# [Source data]
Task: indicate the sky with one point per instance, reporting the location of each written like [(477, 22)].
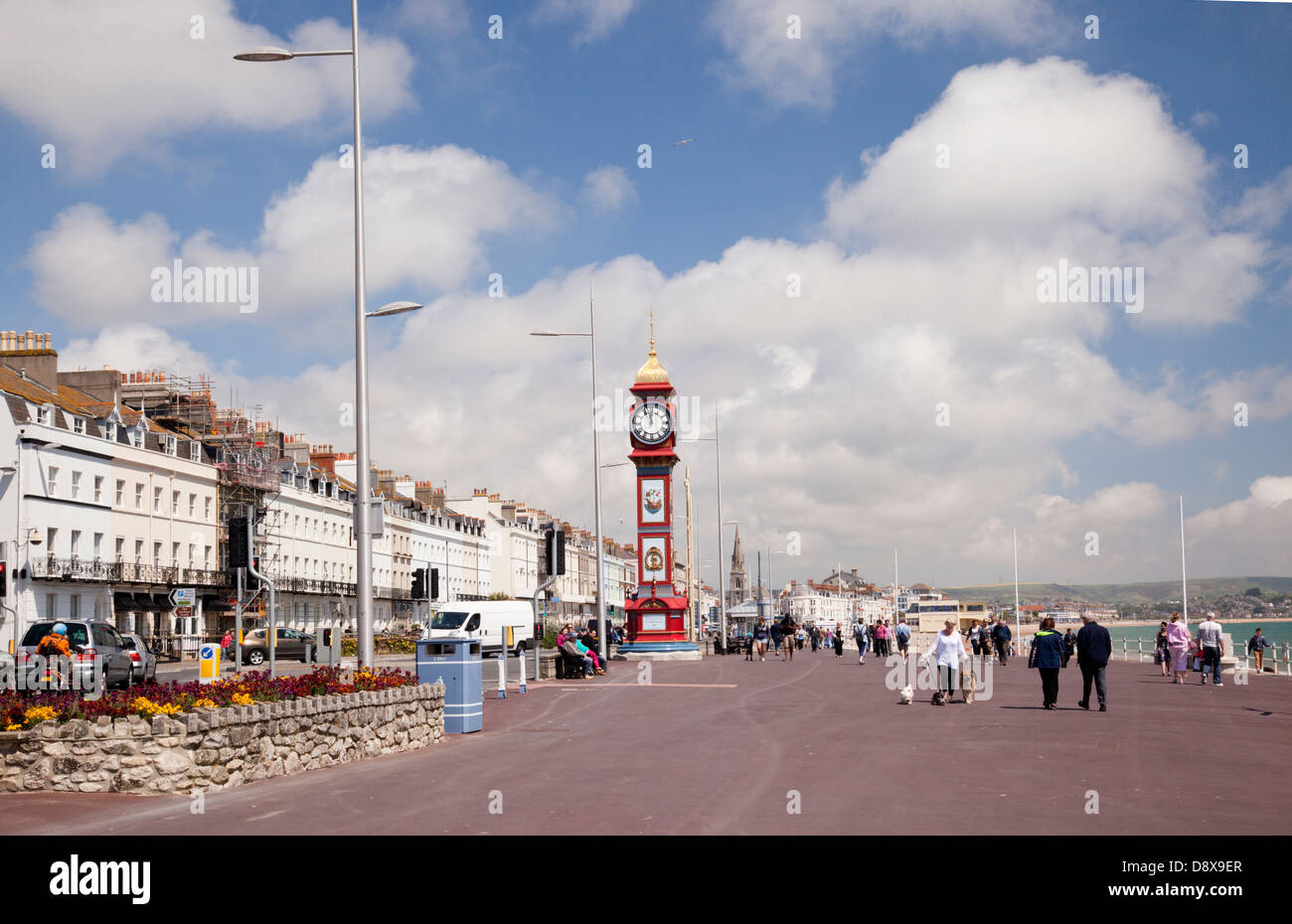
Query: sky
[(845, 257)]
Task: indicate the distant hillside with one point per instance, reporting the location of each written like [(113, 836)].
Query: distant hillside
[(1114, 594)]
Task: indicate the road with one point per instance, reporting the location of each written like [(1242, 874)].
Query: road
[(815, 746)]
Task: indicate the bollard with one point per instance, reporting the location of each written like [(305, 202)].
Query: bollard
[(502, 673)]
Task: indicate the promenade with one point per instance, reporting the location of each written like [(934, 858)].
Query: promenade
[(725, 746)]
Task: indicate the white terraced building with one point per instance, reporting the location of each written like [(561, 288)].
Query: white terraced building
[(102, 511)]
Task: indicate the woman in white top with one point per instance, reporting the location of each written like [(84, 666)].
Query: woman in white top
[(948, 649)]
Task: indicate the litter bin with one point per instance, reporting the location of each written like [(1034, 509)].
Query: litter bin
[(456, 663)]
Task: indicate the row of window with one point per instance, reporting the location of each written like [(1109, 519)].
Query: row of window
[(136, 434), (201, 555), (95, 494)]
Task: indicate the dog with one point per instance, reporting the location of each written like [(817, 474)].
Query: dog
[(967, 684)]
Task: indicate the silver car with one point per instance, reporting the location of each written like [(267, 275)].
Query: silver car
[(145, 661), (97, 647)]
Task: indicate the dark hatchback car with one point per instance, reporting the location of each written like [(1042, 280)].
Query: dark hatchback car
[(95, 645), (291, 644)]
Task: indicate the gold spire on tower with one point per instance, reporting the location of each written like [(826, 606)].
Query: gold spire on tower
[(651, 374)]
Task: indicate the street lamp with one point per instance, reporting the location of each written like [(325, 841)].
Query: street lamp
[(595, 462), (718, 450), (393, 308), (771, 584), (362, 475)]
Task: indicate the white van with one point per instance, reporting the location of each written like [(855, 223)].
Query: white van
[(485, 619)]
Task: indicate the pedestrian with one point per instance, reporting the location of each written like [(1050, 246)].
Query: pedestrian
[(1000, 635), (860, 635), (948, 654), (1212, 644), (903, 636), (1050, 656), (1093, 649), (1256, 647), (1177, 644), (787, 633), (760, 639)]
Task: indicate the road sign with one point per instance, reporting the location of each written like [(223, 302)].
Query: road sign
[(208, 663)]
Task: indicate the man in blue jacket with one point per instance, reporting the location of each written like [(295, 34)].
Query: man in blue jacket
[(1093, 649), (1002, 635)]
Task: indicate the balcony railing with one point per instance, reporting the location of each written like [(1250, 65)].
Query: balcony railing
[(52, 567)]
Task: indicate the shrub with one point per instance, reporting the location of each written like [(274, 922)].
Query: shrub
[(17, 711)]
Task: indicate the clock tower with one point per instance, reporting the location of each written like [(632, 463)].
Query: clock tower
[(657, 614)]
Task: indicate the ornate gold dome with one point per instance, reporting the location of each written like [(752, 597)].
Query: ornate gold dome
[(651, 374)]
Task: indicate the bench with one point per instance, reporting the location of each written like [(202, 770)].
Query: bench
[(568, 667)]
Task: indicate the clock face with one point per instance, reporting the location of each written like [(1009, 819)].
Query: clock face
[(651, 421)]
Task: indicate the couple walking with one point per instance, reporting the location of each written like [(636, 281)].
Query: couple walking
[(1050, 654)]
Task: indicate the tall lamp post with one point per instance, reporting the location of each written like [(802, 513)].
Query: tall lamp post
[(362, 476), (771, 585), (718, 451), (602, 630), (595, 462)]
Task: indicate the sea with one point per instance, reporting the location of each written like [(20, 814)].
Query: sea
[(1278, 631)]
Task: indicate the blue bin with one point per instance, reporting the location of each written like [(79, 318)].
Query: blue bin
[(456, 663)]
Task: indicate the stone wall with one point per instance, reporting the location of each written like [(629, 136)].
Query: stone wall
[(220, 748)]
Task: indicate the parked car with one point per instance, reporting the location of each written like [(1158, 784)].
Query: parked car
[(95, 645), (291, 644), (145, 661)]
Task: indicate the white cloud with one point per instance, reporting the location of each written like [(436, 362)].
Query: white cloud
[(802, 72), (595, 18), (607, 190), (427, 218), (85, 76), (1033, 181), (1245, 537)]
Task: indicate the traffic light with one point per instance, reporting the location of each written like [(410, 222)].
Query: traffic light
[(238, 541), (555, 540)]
---
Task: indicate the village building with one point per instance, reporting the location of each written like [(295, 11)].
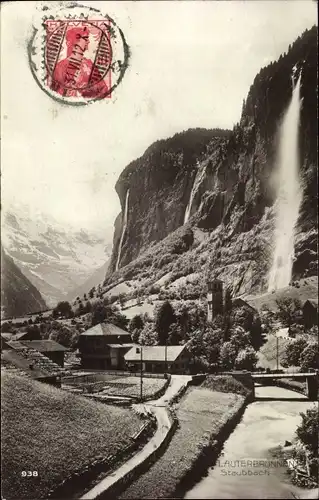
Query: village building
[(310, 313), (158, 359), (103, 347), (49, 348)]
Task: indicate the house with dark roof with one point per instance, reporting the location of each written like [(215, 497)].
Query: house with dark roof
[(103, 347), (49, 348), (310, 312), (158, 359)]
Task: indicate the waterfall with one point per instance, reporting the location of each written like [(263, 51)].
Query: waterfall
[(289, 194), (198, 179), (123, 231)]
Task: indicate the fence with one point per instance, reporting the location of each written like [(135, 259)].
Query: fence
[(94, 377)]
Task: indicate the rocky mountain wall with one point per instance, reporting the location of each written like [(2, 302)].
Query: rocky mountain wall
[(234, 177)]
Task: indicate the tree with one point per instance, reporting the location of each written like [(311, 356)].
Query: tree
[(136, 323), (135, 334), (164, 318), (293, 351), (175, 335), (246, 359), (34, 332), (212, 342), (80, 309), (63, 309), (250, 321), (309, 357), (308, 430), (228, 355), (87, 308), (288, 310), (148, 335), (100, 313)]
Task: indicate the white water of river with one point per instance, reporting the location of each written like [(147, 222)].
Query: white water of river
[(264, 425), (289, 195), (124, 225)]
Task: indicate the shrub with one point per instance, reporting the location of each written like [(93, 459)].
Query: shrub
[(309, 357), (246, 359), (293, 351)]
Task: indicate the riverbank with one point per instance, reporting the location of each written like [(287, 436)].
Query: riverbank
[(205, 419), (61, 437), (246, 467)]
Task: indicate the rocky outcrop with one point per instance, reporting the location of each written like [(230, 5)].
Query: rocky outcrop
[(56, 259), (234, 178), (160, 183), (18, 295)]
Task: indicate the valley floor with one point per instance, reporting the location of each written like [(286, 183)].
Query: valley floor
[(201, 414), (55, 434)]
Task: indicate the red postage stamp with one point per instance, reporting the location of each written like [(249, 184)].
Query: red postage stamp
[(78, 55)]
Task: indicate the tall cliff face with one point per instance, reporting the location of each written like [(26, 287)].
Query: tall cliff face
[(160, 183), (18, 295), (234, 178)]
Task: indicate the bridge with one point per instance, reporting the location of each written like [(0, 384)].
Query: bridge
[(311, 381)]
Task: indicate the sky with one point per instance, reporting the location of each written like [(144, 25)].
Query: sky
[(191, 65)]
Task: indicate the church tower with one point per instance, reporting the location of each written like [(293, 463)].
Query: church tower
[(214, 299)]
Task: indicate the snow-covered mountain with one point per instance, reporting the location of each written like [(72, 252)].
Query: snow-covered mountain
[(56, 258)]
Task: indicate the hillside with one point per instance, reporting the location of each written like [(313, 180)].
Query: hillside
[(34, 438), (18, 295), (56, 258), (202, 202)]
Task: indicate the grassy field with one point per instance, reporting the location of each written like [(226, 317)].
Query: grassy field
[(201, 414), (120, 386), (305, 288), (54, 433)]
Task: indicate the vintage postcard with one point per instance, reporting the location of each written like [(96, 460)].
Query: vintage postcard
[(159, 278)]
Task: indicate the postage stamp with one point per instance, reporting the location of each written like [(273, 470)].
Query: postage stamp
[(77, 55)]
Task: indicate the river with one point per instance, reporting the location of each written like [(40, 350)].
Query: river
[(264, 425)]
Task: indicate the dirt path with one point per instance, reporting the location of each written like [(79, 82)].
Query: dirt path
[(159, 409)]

# [Written request]
Please render the listing above as a numbered list, from the line with "like [(477, 22)]." up to and including the line with "[(502, 673)]", with blank lines and pictures left out.

# [Solution to this problem]
1. Task: indicate the sky with one point per instance, reporting the location of each written like [(477, 22)].
2. Query: sky
3. [(845, 257)]
4. Task: indicate the distant hillside with one point per instance, reporting the location of each written like [(113, 836)].
5. Query: distant hillside
6. [(1114, 594)]
7. Task: indicate the road with one point per instance, reporting the location of each written like [(1242, 874)].
8. Query: road
9. [(815, 746)]
10. Task: indicate the bollard with one point per instance, reporting the location of each written like [(305, 202)].
11. Query: bollard
12. [(502, 673)]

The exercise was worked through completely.